_What you need to do_
Everything from the line with "Query: white saucer" to the end of the data should be restated word for word, and nothing before it.

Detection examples

** start **

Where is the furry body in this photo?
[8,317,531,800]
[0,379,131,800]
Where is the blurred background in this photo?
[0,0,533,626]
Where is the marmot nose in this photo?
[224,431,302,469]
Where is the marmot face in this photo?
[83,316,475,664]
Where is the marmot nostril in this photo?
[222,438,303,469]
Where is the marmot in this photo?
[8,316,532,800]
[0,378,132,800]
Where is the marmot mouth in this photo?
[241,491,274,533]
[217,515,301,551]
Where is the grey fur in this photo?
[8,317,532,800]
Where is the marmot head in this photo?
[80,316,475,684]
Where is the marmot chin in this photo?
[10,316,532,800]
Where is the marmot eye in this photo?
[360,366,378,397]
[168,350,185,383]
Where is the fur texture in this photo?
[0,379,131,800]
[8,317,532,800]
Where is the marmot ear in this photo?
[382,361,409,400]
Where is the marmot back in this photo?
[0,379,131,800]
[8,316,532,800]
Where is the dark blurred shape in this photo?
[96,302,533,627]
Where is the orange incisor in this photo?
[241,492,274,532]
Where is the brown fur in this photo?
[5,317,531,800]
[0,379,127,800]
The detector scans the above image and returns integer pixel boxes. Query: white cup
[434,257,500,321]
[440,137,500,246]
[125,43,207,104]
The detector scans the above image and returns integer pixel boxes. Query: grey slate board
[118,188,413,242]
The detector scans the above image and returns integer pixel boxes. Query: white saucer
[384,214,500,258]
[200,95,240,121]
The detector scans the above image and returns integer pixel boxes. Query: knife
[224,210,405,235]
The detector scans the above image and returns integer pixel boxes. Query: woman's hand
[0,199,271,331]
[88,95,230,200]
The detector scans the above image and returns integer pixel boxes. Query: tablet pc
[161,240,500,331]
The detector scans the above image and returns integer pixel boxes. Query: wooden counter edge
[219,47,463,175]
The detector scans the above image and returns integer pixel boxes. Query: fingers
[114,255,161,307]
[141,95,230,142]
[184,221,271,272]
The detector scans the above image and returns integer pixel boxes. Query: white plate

** end **

_Problem solution_
The detector scans the above image and returns integer pixel boxes. Query: white saucer
[384,214,500,258]
[200,95,240,121]
The detector scans the above image and returns integer pixel boxes. Query: knife
[224,210,405,235]
The detector scans the above image and returns integer pixel boxes. Query: woman's hand
[0,199,271,331]
[88,95,230,200]
The detector scans the above image and returns integer pixel boxes. Query: tablet pc
[161,240,500,331]
The detector scans the above image and returns integer pixel boxes. Query: wooden counter edge
[219,47,463,175]
The detector scans the above image and returns integer pixel boxes. Query: fingers
[114,255,161,307]
[141,95,230,142]
[184,221,271,272]
The detector scans the above image and returns integer pixel boxes. Query: white plate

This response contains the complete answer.